Entries for segmentation labeling:
<<<<

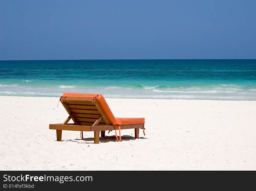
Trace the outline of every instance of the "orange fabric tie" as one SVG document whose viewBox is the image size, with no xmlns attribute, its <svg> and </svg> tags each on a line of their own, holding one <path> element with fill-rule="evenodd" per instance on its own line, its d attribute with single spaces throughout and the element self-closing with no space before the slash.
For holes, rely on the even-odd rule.
<svg viewBox="0 0 256 191">
<path fill-rule="evenodd" d="M 120 140 L 118 140 L 118 137 L 117 136 L 117 133 L 116 133 L 116 126 L 115 125 L 115 138 L 116 138 L 116 140 L 117 140 L 117 141 L 119 142 L 120 141 L 120 142 L 122 142 L 122 139 L 121 138 L 121 125 L 118 125 L 118 128 L 119 129 L 119 139 Z"/>
<path fill-rule="evenodd" d="M 68 98 L 67 97 L 67 96 L 61 96 L 61 98 L 60 99 L 60 100 L 59 100 L 59 102 L 58 102 L 58 104 L 57 105 L 57 107 L 58 107 L 58 106 L 59 106 L 59 103 L 60 103 L 60 101 L 61 100 L 61 101 L 62 101 L 63 100 L 63 99 L 65 99 L 65 97 L 66 97 L 67 99 L 67 101 L 68 101 Z"/>
<path fill-rule="evenodd" d="M 94 101 L 95 101 L 95 100 L 98 98 L 98 95 L 99 95 L 99 94 L 97 95 L 96 96 L 94 96 L 93 97 L 93 98 L 92 101 L 93 101 L 93 103 L 94 103 Z"/>
<path fill-rule="evenodd" d="M 118 139 L 118 137 L 117 136 L 117 134 L 116 133 L 116 126 L 115 125 L 115 138 L 116 138 L 116 140 L 117 140 L 117 141 L 119 142 L 119 140 Z"/>
<path fill-rule="evenodd" d="M 141 128 L 142 129 L 143 129 L 143 133 L 144 134 L 144 135 L 146 135 L 146 134 L 145 134 L 145 130 L 146 129 L 146 128 L 144 128 L 144 127 L 141 127 Z"/>
</svg>

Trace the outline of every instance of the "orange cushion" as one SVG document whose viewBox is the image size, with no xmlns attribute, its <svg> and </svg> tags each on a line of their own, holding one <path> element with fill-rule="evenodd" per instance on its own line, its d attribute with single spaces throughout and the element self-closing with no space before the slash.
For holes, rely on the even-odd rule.
<svg viewBox="0 0 256 191">
<path fill-rule="evenodd" d="M 133 124 L 140 124 L 145 123 L 145 118 L 126 118 L 116 117 L 115 124 L 116 125 L 132 125 Z"/>
<path fill-rule="evenodd" d="M 62 97 L 67 97 L 68 99 L 70 97 L 91 98 L 92 101 L 93 99 L 97 99 L 108 119 L 111 124 L 113 125 L 132 125 L 145 123 L 145 119 L 144 118 L 115 118 L 103 96 L 101 94 L 65 92 L 63 93 Z"/>
<path fill-rule="evenodd" d="M 67 97 L 90 97 L 92 98 L 92 101 L 94 98 L 96 98 L 99 101 L 100 106 L 102 109 L 107 116 L 107 117 L 112 125 L 115 125 L 115 118 L 113 115 L 112 112 L 110 110 L 108 104 L 106 102 L 103 96 L 101 94 L 82 94 L 77 93 L 63 93 L 63 96 Z"/>
</svg>

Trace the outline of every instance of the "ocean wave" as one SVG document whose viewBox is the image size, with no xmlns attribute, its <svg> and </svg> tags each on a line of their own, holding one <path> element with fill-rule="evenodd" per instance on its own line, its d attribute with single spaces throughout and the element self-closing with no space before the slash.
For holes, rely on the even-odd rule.
<svg viewBox="0 0 256 191">
<path fill-rule="evenodd" d="M 184 91 L 182 90 L 154 90 L 153 91 L 156 92 L 169 92 L 170 93 L 211 93 L 218 92 L 223 93 L 237 93 L 237 92 L 233 91 L 220 91 L 218 90 L 205 90 L 201 91 Z"/>
<path fill-rule="evenodd" d="M 68 89 L 74 88 L 76 87 L 75 85 L 62 85 L 59 86 L 61 88 L 66 88 Z"/>
<path fill-rule="evenodd" d="M 31 81 L 31 80 L 22 80 L 22 81 L 23 81 L 26 82 L 33 82 L 33 81 Z"/>
<path fill-rule="evenodd" d="M 7 85 L 7 84 L 0 84 L 0 87 L 13 87 L 13 86 L 18 86 L 19 84 L 11 84 L 11 85 Z"/>
<path fill-rule="evenodd" d="M 113 90 L 114 89 L 126 89 L 127 90 L 132 90 L 132 88 L 123 88 L 122 87 L 119 87 L 119 86 L 110 86 L 109 87 L 106 87 L 104 88 L 103 89 L 105 90 Z"/>
</svg>

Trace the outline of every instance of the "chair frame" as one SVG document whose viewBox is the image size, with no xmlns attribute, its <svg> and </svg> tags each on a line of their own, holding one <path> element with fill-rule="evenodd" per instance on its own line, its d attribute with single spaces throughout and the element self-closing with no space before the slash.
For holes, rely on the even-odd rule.
<svg viewBox="0 0 256 191">
<path fill-rule="evenodd" d="M 69 101 L 92 102 L 92 101 L 91 98 L 86 97 L 69 97 L 68 99 L 67 98 L 65 99 L 65 98 L 60 99 L 60 101 L 69 115 L 62 124 L 52 124 L 49 125 L 49 129 L 56 130 L 57 141 L 61 140 L 62 130 L 94 131 L 94 143 L 98 144 L 99 143 L 100 131 L 101 132 L 101 136 L 104 137 L 105 136 L 105 131 L 113 131 L 116 129 L 116 126 L 118 126 L 113 125 L 111 124 L 99 103 L 98 100 L 97 99 L 94 100 L 93 103 L 99 111 L 99 117 L 95 120 L 93 125 L 91 126 L 81 125 L 81 123 L 79 123 L 75 117 L 75 114 L 72 113 L 70 110 L 71 110 L 67 105 L 69 102 Z M 76 105 L 78 106 L 79 105 L 79 104 Z M 92 104 L 92 105 L 93 105 Z M 74 123 L 68 124 L 67 123 L 71 119 L 72 119 Z M 103 124 L 103 125 L 97 125 L 101 120 L 102 120 L 104 122 L 106 125 Z M 138 139 L 140 128 L 144 127 L 144 124 L 122 125 L 121 126 L 120 129 L 134 129 L 135 138 Z"/>
</svg>

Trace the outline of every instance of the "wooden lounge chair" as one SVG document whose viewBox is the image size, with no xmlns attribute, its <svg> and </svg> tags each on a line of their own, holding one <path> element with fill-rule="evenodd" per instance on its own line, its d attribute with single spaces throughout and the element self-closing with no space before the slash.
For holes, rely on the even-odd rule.
<svg viewBox="0 0 256 191">
<path fill-rule="evenodd" d="M 134 128 L 135 138 L 139 138 L 140 128 L 143 129 L 145 119 L 115 117 L 104 97 L 100 94 L 64 93 L 60 101 L 69 115 L 62 124 L 50 124 L 49 128 L 56 129 L 57 141 L 61 140 L 63 130 L 94 132 L 94 143 L 99 142 L 99 132 L 105 137 L 105 131 L 119 130 L 119 139 L 122 141 L 121 129 Z M 68 124 L 72 119 L 74 123 Z"/>
</svg>

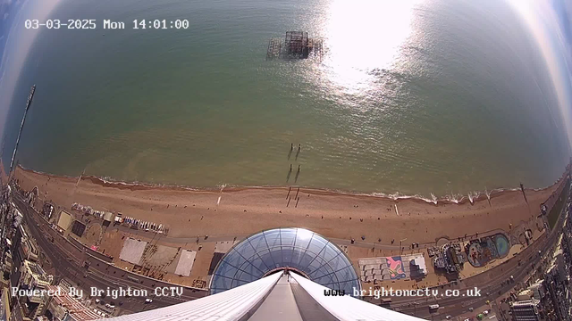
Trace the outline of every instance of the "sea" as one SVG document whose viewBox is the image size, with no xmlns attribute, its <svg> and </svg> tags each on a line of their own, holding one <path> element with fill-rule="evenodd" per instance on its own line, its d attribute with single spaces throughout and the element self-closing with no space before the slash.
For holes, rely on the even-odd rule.
<svg viewBox="0 0 572 321">
<path fill-rule="evenodd" d="M 570 155 L 544 59 L 504 1 L 62 0 L 50 19 L 97 27 L 39 33 L 4 164 L 32 84 L 16 160 L 57 175 L 441 197 L 544 187 Z M 167 29 L 134 28 L 156 20 Z M 322 55 L 266 60 L 289 30 Z"/>
</svg>

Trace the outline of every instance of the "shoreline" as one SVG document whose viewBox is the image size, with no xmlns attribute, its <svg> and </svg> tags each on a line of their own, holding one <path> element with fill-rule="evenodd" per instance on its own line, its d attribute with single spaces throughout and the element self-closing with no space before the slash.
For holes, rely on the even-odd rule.
<svg viewBox="0 0 572 321">
<path fill-rule="evenodd" d="M 80 177 L 67 176 L 67 175 L 56 175 L 52 173 L 46 173 L 39 170 L 35 170 L 31 169 L 27 169 L 21 165 L 17 165 L 17 169 L 23 170 L 25 172 L 34 173 L 38 175 L 46 176 L 50 177 L 56 177 L 60 179 L 74 179 L 77 180 Z M 525 187 L 525 191 L 533 191 L 533 192 L 542 192 L 553 188 L 555 185 L 560 184 L 562 179 L 565 177 L 567 171 L 565 170 L 563 174 L 552 184 L 548 186 L 540 187 L 540 188 L 529 188 Z M 336 189 L 328 189 L 328 188 L 316 188 L 316 187 L 304 187 L 304 186 L 288 186 L 288 185 L 262 185 L 262 186 L 255 186 L 255 185 L 222 185 L 216 187 L 191 187 L 188 185 L 166 185 L 166 184 L 153 184 L 153 183 L 145 183 L 145 182 L 126 182 L 121 180 L 114 180 L 113 177 L 99 177 L 94 175 L 81 175 L 81 181 L 87 180 L 90 181 L 93 184 L 97 184 L 102 187 L 108 188 L 117 188 L 120 190 L 130 190 L 131 192 L 134 191 L 148 191 L 154 189 L 161 189 L 164 191 L 181 191 L 181 192 L 195 192 L 195 193 L 233 193 L 233 192 L 244 192 L 248 190 L 277 190 L 277 191 L 287 191 L 289 188 L 292 190 L 297 190 L 299 188 L 300 191 L 305 191 L 305 193 L 311 193 L 314 194 L 319 195 L 328 195 L 328 196 L 353 196 L 353 197 L 366 197 L 366 198 L 379 198 L 382 200 L 393 201 L 395 202 L 400 202 L 400 201 L 410 200 L 414 202 L 419 202 L 427 204 L 465 204 L 469 202 L 470 204 L 474 204 L 477 202 L 484 201 L 484 200 L 492 200 L 493 198 L 499 197 L 505 193 L 509 192 L 518 192 L 520 188 L 512 187 L 512 188 L 493 188 L 490 191 L 473 191 L 465 194 L 453 194 L 449 195 L 446 194 L 444 196 L 437 197 L 433 193 L 432 199 L 421 196 L 419 194 L 414 195 L 401 195 L 399 192 L 396 192 L 392 194 L 388 194 L 381 192 L 372 192 L 372 193 L 363 193 L 363 192 L 354 192 L 354 191 L 343 191 L 343 190 L 336 190 Z"/>
<path fill-rule="evenodd" d="M 568 171 L 565 172 L 568 174 Z M 304 227 L 325 237 L 362 239 L 378 244 L 395 240 L 431 243 L 475 233 L 526 226 L 540 232 L 540 206 L 555 201 L 561 184 L 540 191 L 491 192 L 460 202 L 391 199 L 379 195 L 332 193 L 287 187 L 224 187 L 195 190 L 180 186 L 130 185 L 85 176 L 52 176 L 17 168 L 14 177 L 24 191 L 38 188 L 37 205 L 71 210 L 73 202 L 97 210 L 121 212 L 163 223 L 175 238 L 197 235 L 248 235 L 275 227 Z M 561 180 L 559 181 L 561 182 Z M 549 202 L 550 205 L 550 202 Z M 79 214 L 79 212 L 76 212 Z M 382 241 L 379 241 L 382 240 Z"/>
</svg>

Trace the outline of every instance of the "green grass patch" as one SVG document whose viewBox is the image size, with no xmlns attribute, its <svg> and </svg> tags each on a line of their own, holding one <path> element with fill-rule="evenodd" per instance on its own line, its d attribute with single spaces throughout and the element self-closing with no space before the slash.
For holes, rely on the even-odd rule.
<svg viewBox="0 0 572 321">
<path fill-rule="evenodd" d="M 568 199 L 568 190 L 570 189 L 570 185 L 568 180 L 566 181 L 565 184 L 566 185 L 562 189 L 562 193 L 560 193 L 560 195 L 556 201 L 554 207 L 552 207 L 552 210 L 551 210 L 551 212 L 548 213 L 548 224 L 550 225 L 551 229 L 554 228 L 556 222 L 558 222 L 558 218 L 559 217 L 560 210 L 562 210 L 562 208 L 564 207 L 564 205 L 566 204 Z"/>
</svg>

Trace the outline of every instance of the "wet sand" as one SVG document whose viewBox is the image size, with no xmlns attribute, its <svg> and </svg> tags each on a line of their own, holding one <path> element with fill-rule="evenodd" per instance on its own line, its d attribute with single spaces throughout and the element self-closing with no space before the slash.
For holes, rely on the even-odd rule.
<svg viewBox="0 0 572 321">
<path fill-rule="evenodd" d="M 536 219 L 542 202 L 559 185 L 521 191 L 493 192 L 491 202 L 481 196 L 474 204 L 419 199 L 338 193 L 288 187 L 225 188 L 196 191 L 181 187 L 147 186 L 105 182 L 97 177 L 58 177 L 18 168 L 15 178 L 24 190 L 39 189 L 42 201 L 70 209 L 72 203 L 94 210 L 122 212 L 170 226 L 171 237 L 196 235 L 248 235 L 279 226 L 306 227 L 326 237 L 360 240 L 382 244 L 407 238 L 410 243 L 434 243 L 441 237 L 494 229 L 509 230 L 521 221 Z M 220 203 L 217 202 L 220 199 Z M 296 203 L 298 202 L 298 207 Z M 287 206 L 288 205 L 288 206 Z M 397 205 L 399 215 L 396 212 Z M 405 243 L 404 243 L 405 245 Z"/>
</svg>

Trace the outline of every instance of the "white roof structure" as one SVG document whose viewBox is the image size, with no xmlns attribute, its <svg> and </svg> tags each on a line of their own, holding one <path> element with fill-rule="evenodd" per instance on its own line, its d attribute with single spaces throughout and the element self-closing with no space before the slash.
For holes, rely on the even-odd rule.
<svg viewBox="0 0 572 321">
<path fill-rule="evenodd" d="M 282 271 L 205 298 L 105 320 L 422 320 L 349 295 L 326 296 L 324 291 L 330 289 L 293 271 L 290 276 Z"/>
</svg>

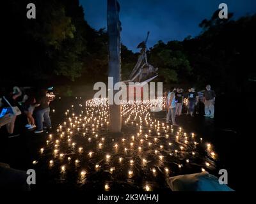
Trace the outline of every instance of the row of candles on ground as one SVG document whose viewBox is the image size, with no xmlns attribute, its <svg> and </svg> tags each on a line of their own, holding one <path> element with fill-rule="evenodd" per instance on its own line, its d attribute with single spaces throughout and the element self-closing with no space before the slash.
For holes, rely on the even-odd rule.
<svg viewBox="0 0 256 204">
<path fill-rule="evenodd" d="M 83 106 L 80 104 L 79 105 L 80 107 L 82 107 Z M 74 105 L 72 105 L 72 107 L 74 107 Z M 77 133 L 81 134 L 80 131 L 83 130 L 83 131 L 85 129 L 85 132 L 83 133 L 83 136 L 84 136 L 87 134 L 90 134 L 91 136 L 88 138 L 88 141 L 90 142 L 92 139 L 96 139 L 96 140 L 99 140 L 98 138 L 99 135 L 100 134 L 100 129 L 99 129 L 99 127 L 102 127 L 104 126 L 107 126 L 109 124 L 109 122 L 108 121 L 108 101 L 106 99 L 92 99 L 87 101 L 86 102 L 86 116 L 83 117 L 84 112 L 82 110 L 81 112 L 81 114 L 79 115 L 79 117 L 76 116 L 74 113 L 72 114 L 72 117 L 68 118 L 68 126 L 69 127 L 67 128 L 68 126 L 68 122 L 64 122 L 62 125 L 60 125 L 58 129 L 57 129 L 57 133 L 60 135 L 60 138 L 59 140 L 56 140 L 55 141 L 55 144 L 54 144 L 54 147 L 56 148 L 54 151 L 53 154 L 56 156 L 59 156 L 60 159 L 63 159 L 66 154 L 64 153 L 60 153 L 59 154 L 59 150 L 58 149 L 58 147 L 60 146 L 60 141 L 64 142 L 63 141 L 63 138 L 65 138 L 65 136 L 66 134 L 67 135 L 67 142 L 68 143 L 71 144 L 71 146 L 73 148 L 75 148 L 76 143 L 75 142 L 72 142 L 72 138 L 77 135 Z M 134 122 L 133 121 L 131 121 L 130 124 L 132 126 L 135 126 L 135 127 L 138 127 L 139 128 L 139 131 L 137 133 L 137 137 L 135 137 L 134 136 L 131 136 L 131 138 L 132 141 L 130 141 L 129 142 L 129 147 L 131 148 L 132 150 L 132 147 L 134 146 L 134 139 L 136 140 L 139 140 L 140 142 L 142 144 L 144 143 L 144 142 L 147 142 L 148 146 L 151 146 L 153 143 L 156 144 L 157 143 L 158 141 L 159 140 L 159 138 L 157 137 L 161 137 L 161 135 L 163 134 L 164 134 L 164 137 L 166 138 L 169 138 L 169 135 L 168 135 L 168 131 L 171 131 L 171 133 L 173 133 L 173 129 L 172 128 L 172 126 L 171 126 L 170 127 L 169 126 L 166 126 L 165 124 L 163 123 L 162 126 L 161 126 L 161 123 L 159 121 L 157 121 L 156 120 L 153 120 L 152 117 L 150 117 L 150 113 L 149 112 L 149 109 L 150 108 L 150 103 L 148 103 L 147 105 L 123 105 L 123 108 L 122 108 L 122 115 L 123 118 L 125 119 L 126 118 L 126 120 L 125 120 L 125 124 L 127 124 L 129 123 L 129 121 L 131 120 L 131 117 L 133 117 L 133 120 L 134 121 L 137 121 L 139 120 L 140 124 Z M 67 110 L 67 112 L 65 112 L 65 115 L 67 115 L 70 114 L 70 110 Z M 143 120 L 144 119 L 144 122 Z M 147 134 L 143 133 L 143 126 L 148 126 L 149 129 L 148 129 L 148 133 Z M 63 131 L 63 126 L 65 126 L 65 128 L 67 129 L 66 132 Z M 148 128 L 147 127 L 147 128 Z M 171 127 L 171 128 L 170 128 Z M 163 131 L 164 133 L 163 133 Z M 156 134 L 157 135 L 157 137 L 156 136 L 152 136 L 153 135 Z M 149 139 L 152 139 L 154 138 L 154 141 L 146 141 Z M 186 133 L 182 133 L 182 128 L 179 127 L 179 131 L 177 133 L 177 135 L 175 136 L 176 141 L 178 141 L 180 138 L 182 138 L 184 140 L 184 143 L 185 145 L 188 145 L 189 143 L 189 138 L 187 136 L 187 134 Z M 192 133 L 191 135 L 191 138 L 194 139 L 195 138 L 195 134 Z M 49 139 L 47 140 L 47 144 L 49 144 L 51 141 L 52 140 L 52 135 L 49 135 Z M 189 137 L 190 138 L 190 137 Z M 103 146 L 103 143 L 105 140 L 105 138 L 104 137 L 102 137 L 101 139 L 100 139 L 100 142 L 98 143 L 97 145 L 99 149 L 102 149 L 102 146 Z M 124 142 L 125 140 L 127 140 L 127 139 L 125 138 L 122 138 L 122 143 L 124 145 Z M 180 140 L 179 140 L 180 142 Z M 200 138 L 200 141 L 202 141 L 202 138 Z M 193 142 L 195 145 L 196 145 L 198 144 L 197 142 L 193 141 Z M 137 144 L 137 143 L 136 143 Z M 169 142 L 168 143 L 169 146 L 172 146 L 172 143 Z M 120 146 L 120 144 L 118 143 L 115 143 L 113 145 L 113 148 L 116 149 L 118 148 Z M 158 153 L 161 152 L 161 150 L 164 150 L 164 146 L 163 145 L 159 145 L 159 147 L 160 148 L 160 150 L 156 149 L 154 150 L 154 152 L 156 154 L 159 154 Z M 182 151 L 184 150 L 185 147 L 183 147 L 182 145 L 180 146 L 180 150 Z M 131 150 L 131 149 L 127 149 L 127 147 L 124 148 L 124 151 L 126 152 L 128 150 Z M 140 146 L 138 147 L 138 150 L 140 152 L 143 151 L 143 148 Z M 211 144 L 208 143 L 207 145 L 207 150 L 210 153 L 210 156 L 212 157 L 212 158 L 215 159 L 215 153 L 212 150 L 212 147 Z M 44 152 L 44 149 L 42 148 L 40 149 L 41 153 L 43 153 Z M 80 147 L 78 148 L 78 153 L 83 153 L 83 148 L 82 147 Z M 177 149 L 175 150 L 175 153 L 178 153 L 179 150 Z M 89 152 L 88 153 L 88 155 L 90 157 L 92 157 L 93 152 Z M 192 152 L 192 155 L 195 156 L 195 152 Z M 170 155 L 172 155 L 170 154 Z M 109 160 L 111 158 L 111 156 L 109 154 L 106 154 L 106 159 L 107 160 Z M 164 156 L 163 155 L 158 155 L 158 157 L 160 160 L 163 161 Z M 72 160 L 72 158 L 70 157 L 68 157 L 67 158 L 68 161 L 70 161 Z M 123 161 L 124 158 L 123 157 L 119 157 L 118 158 L 120 163 L 122 163 Z M 36 161 L 35 161 L 35 163 Z M 78 164 L 79 163 L 79 161 L 78 159 L 75 160 L 75 164 Z M 189 159 L 186 159 L 186 162 L 187 163 L 189 163 Z M 147 161 L 146 159 L 142 159 L 142 165 L 145 166 L 147 163 Z M 33 162 L 34 163 L 34 162 Z M 134 160 L 131 159 L 130 160 L 130 164 L 131 165 L 132 165 L 134 163 Z M 53 160 L 50 160 L 49 161 L 49 166 L 52 166 L 54 165 L 54 161 Z M 179 168 L 181 168 L 182 167 L 182 164 L 177 164 Z M 207 167 L 210 166 L 210 164 L 207 162 L 205 163 L 205 165 Z M 99 170 L 100 168 L 100 166 L 98 164 L 96 164 L 95 166 L 95 170 Z M 114 170 L 115 170 L 115 167 L 111 167 L 109 169 L 109 171 L 112 173 Z M 66 166 L 65 165 L 63 165 L 61 166 L 61 172 L 64 173 L 66 170 Z M 205 169 L 202 168 L 202 171 L 204 171 Z M 156 170 L 155 168 L 152 169 L 152 171 L 153 173 L 156 174 Z M 167 167 L 164 168 L 164 171 L 168 173 L 169 172 L 169 169 Z M 129 177 L 132 177 L 133 176 L 134 172 L 132 170 L 129 170 L 127 171 L 127 175 Z M 86 171 L 85 170 L 82 170 L 80 173 L 80 176 L 81 178 L 85 178 L 86 175 Z M 106 184 L 108 185 L 108 184 Z M 105 189 L 106 190 L 108 190 L 109 189 L 109 186 L 108 187 L 106 187 L 105 185 Z M 150 188 L 147 186 L 147 187 L 145 187 L 146 189 L 150 189 Z"/>
</svg>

>>>>

Set exercise:
Count the lines in the items above that contain the string "chair", and give only that number.

Result of the task:
2